#### DO THIS:
Copy every item below verbatim, line for line.
[start PROVIDED DATA]
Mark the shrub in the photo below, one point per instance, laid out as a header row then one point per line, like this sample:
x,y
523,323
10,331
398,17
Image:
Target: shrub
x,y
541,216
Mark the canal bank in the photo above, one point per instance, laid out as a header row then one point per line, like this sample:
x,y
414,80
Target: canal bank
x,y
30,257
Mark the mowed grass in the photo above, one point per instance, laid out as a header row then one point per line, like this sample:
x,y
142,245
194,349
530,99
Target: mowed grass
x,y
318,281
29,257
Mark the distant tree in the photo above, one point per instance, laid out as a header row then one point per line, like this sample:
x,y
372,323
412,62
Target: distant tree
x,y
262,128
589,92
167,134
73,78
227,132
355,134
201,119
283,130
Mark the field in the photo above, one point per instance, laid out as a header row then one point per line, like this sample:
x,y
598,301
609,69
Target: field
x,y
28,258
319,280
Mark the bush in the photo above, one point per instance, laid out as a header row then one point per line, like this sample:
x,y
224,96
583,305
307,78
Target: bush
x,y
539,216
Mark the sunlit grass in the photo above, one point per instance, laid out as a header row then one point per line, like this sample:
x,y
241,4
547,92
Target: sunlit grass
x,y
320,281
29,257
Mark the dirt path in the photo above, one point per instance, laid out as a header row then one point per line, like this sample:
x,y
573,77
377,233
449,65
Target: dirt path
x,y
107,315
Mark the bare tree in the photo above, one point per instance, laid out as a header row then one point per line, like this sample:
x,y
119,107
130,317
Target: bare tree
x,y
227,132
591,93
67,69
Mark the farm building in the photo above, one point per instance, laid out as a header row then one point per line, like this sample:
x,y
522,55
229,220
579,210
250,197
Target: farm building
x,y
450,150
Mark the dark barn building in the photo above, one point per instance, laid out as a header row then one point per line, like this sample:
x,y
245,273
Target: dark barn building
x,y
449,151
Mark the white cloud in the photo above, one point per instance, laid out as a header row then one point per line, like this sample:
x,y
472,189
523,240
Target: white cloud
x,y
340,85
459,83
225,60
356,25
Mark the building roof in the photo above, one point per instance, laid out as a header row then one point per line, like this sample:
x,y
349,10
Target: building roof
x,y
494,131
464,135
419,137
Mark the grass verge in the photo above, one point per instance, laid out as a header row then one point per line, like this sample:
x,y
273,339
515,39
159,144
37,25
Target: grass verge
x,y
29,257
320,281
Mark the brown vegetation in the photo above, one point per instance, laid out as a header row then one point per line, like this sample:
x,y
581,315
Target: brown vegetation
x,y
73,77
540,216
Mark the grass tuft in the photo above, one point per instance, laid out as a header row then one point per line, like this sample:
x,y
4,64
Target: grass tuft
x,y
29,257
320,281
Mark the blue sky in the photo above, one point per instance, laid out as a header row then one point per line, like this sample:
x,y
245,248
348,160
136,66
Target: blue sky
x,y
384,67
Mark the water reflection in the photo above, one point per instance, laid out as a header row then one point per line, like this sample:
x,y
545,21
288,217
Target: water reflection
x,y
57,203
[end PROVIDED DATA]
#### EXERCISE SOLUTION:
Mark the shrub in the photo below, one point per instance, laid out as a header row then one point per line, like this sample:
x,y
523,323
10,331
398,17
Image:
Target: shrub
x,y
541,216
Mark the canal bank in the photo above, one point per instance, laid out as a header row then one point per line, like this sample:
x,y
414,80
Target: canal bank
x,y
30,257
Mark the mowed grass in the photo above, one point per instance, laid out as a header row then one point per line, like this sample:
x,y
142,245
194,349
530,99
Target: mowed grass
x,y
318,281
29,257
Mark the distant tree in the photo above, one point per instance, laid out as a header row then one point per line, like this sample:
x,y
372,323
412,62
Target: distant tree
x,y
262,128
589,92
167,134
73,78
227,132
355,134
201,119
283,130
Mark the field in the photo above, one point per instance, laid out as a header row then one point per line, like this sample:
x,y
598,301
609,69
Target: field
x,y
28,258
319,280
Mark the bush in the photo above, one point per instance, laid out as a header row then one point per line, like this sample:
x,y
224,96
583,305
307,78
Target: bush
x,y
539,216
Mark the sunlit grass in the photo above, one point per instance, laid out as a header row then one point per line, like this sample:
x,y
241,4
547,92
Target: sunlit grass
x,y
320,281
29,257
Mark the dirt path in the photo above, one point per instance, laid out as a header row then one point per line, like this sample:
x,y
573,77
377,233
449,65
Target: dirt path
x,y
107,315
Mark the bare tree in the photo above, one point per instance, laid out as a header row then one point per line, like this sample:
x,y
119,107
130,317
Target: bare tree
x,y
227,132
591,93
67,69
Mark the farm building in the photo above, one point per instance, laid out as a header row then one point per line, like this sample:
x,y
522,55
229,220
579,210
250,197
Target: farm building
x,y
450,150
Mark the dark barn building in the photo above, one point per instance, laid out as a header row then one point per line, like this sample:
x,y
245,273
Target: dark barn building
x,y
449,151
Mark the white cloud in the photo above, one point per instance, laid out as a header row then one point per line, like this sample:
x,y
472,189
523,240
Target: white cloud
x,y
340,85
459,83
225,60
356,25
Mark the building roof in the photo above, one point per instance, laid out as a header row then one point per line, like this sample:
x,y
349,10
Target: building roof
x,y
494,131
464,135
419,137
Mark the grass verge in the photo above, one point per instance, laid out as a header row then one point per line, like this sample:
x,y
273,339
515,39
159,144
37,25
Target: grass verge
x,y
29,257
320,281
Mark the brown vegetation in the photo above, one point per instance, laid out as a header row then one point per line, like this sample:
x,y
581,315
Target: brown vegetation
x,y
73,77
540,216
Mark the grass tuft in the photo above, one point per instance, laid out as a header row then one point per line, like this sample:
x,y
4,64
Target: grass tuft
x,y
29,257
320,281
Mark the blue sky in the photo above, one point per instance, laid out as a header row then one point per line, like this sample:
x,y
245,248
348,160
136,66
Target: blue sky
x,y
384,67
Mark the water reflection in the photo above, one point per instance, laid out as a header row then one point per line, like this sample:
x,y
545,21
288,217
Target: water reflection
x,y
57,203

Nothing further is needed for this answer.